[Source information Boundary: Start]

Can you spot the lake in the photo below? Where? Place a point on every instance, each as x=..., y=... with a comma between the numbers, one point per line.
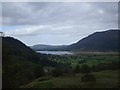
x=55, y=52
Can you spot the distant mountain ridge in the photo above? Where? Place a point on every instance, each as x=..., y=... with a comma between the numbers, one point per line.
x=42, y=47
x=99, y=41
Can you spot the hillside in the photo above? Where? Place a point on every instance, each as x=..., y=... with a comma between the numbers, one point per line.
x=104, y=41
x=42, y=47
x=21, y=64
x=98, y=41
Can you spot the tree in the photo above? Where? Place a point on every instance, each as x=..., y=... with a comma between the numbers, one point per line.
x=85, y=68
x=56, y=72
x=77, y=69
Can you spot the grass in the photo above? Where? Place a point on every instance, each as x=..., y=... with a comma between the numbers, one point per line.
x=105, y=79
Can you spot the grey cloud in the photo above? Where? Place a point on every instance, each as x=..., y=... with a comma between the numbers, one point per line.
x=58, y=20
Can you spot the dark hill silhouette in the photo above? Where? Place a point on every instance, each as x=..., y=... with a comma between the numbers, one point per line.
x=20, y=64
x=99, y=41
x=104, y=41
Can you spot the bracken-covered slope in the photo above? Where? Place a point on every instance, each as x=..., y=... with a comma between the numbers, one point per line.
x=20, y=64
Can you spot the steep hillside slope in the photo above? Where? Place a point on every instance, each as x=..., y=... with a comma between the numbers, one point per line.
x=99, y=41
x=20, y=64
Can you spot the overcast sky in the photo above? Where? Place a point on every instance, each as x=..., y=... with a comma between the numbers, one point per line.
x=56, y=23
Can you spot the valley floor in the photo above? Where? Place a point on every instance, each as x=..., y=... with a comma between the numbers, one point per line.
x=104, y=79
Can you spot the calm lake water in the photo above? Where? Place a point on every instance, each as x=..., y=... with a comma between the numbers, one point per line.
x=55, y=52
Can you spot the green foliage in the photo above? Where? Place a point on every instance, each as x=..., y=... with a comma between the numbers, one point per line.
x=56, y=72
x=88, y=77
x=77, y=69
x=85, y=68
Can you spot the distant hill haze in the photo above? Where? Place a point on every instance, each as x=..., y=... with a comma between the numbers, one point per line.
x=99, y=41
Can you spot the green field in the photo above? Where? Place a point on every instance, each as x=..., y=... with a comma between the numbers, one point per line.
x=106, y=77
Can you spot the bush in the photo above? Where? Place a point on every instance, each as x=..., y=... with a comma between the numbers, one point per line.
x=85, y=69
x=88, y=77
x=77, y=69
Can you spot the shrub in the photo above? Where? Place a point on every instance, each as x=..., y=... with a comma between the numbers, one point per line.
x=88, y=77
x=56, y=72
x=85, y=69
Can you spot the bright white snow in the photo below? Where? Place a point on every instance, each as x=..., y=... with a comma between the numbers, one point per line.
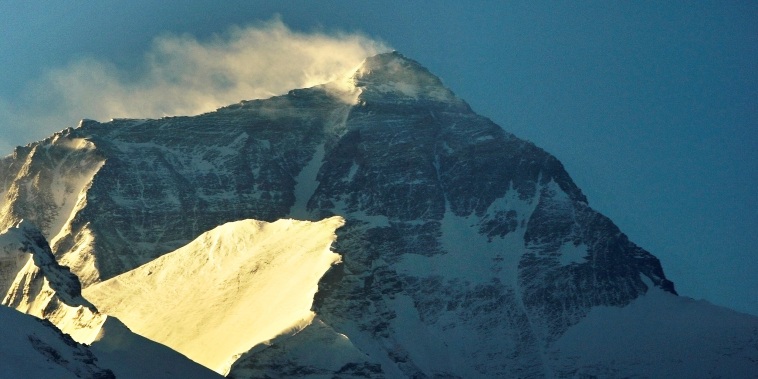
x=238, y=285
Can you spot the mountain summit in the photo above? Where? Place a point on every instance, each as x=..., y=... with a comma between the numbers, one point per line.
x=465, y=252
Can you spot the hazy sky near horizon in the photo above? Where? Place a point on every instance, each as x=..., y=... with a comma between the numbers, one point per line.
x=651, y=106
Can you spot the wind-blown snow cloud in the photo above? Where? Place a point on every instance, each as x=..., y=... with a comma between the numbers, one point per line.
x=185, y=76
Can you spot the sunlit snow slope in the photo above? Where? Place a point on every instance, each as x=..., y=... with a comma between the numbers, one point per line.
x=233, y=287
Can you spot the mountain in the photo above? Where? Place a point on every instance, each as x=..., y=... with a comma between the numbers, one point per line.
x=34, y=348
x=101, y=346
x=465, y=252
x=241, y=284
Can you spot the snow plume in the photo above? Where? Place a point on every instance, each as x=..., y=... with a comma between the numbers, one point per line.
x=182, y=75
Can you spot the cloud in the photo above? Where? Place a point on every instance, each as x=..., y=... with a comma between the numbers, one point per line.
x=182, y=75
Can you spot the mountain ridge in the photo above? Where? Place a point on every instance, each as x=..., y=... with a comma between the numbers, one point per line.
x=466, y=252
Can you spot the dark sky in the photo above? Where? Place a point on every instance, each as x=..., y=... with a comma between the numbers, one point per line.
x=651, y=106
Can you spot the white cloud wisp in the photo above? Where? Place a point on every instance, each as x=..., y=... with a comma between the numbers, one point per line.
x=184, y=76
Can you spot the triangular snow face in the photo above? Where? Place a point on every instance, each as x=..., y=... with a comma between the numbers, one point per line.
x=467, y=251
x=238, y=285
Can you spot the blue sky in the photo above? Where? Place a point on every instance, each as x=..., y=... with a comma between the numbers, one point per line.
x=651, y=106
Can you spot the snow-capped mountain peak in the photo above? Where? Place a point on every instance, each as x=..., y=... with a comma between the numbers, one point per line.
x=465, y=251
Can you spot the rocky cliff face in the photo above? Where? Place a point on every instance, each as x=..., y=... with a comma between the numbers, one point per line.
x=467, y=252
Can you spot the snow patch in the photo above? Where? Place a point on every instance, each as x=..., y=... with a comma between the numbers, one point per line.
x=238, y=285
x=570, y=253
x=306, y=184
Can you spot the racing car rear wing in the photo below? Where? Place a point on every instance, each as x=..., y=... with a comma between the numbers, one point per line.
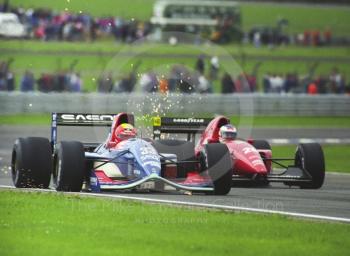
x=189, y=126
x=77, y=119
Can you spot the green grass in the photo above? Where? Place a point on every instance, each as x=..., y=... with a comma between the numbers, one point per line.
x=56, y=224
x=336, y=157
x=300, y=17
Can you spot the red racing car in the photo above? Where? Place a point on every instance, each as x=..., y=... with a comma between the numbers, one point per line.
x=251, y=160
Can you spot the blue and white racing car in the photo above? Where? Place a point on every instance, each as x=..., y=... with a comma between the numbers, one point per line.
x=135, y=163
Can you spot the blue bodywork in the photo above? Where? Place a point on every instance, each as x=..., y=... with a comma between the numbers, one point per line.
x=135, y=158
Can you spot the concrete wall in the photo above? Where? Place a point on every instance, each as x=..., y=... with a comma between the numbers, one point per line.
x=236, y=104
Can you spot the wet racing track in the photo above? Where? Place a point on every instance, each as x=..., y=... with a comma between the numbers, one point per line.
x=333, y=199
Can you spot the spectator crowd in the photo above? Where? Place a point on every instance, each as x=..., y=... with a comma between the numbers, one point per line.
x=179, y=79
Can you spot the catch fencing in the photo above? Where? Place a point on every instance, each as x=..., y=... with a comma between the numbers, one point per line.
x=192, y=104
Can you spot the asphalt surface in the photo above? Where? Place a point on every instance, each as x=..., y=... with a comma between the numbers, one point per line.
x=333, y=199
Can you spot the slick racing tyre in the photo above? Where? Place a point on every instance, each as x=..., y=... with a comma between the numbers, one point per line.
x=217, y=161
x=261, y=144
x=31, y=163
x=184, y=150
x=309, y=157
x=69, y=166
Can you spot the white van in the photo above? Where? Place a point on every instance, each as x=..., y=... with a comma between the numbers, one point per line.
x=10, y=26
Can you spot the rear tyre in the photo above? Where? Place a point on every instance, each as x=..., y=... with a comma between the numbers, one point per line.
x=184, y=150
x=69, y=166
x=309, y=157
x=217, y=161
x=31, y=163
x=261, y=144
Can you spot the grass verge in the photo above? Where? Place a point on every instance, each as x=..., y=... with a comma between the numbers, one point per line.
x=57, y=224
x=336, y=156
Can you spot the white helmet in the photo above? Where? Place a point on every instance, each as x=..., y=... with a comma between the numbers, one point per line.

[Source information Boundary: End]

Task description » Beginning at the line that holds "Can you spot the asphalt", copy every line through the end of the entries exactly as given, and only those lines.

Exercise solution »
Can you spot the asphalt surface in the photo above? Where? Place a point on every instance, each as x=..., y=... with a comma between the numbers, one point per line.
x=333, y=199
Can you spot the slick racing tyre in the photo above? Where? Place a point on every instance, each as x=..., y=... with a comma between the numbers, one point per line.
x=217, y=161
x=261, y=144
x=31, y=163
x=184, y=150
x=309, y=157
x=69, y=166
Can you spot the white van in the photo above? Where? Place a point on every instance, each as x=..., y=... with a comma between the numbers, one point per line.
x=10, y=26
Can you spot the rear tyre in the photo above? Where? Place a point on every instance, each as x=..., y=... with a comma between the numbers, one point per line.
x=184, y=150
x=69, y=166
x=309, y=157
x=217, y=161
x=31, y=163
x=261, y=144
Can you spot the grass verge in the photo above? Where? Place a point on every instance, each as x=..., y=... with a comma between the numbers, one point per line.
x=57, y=224
x=336, y=156
Can you spot the white helmet in the photo above? Where? Place a point on every instance, each as x=..., y=... with a comma between the numbers, one point per line.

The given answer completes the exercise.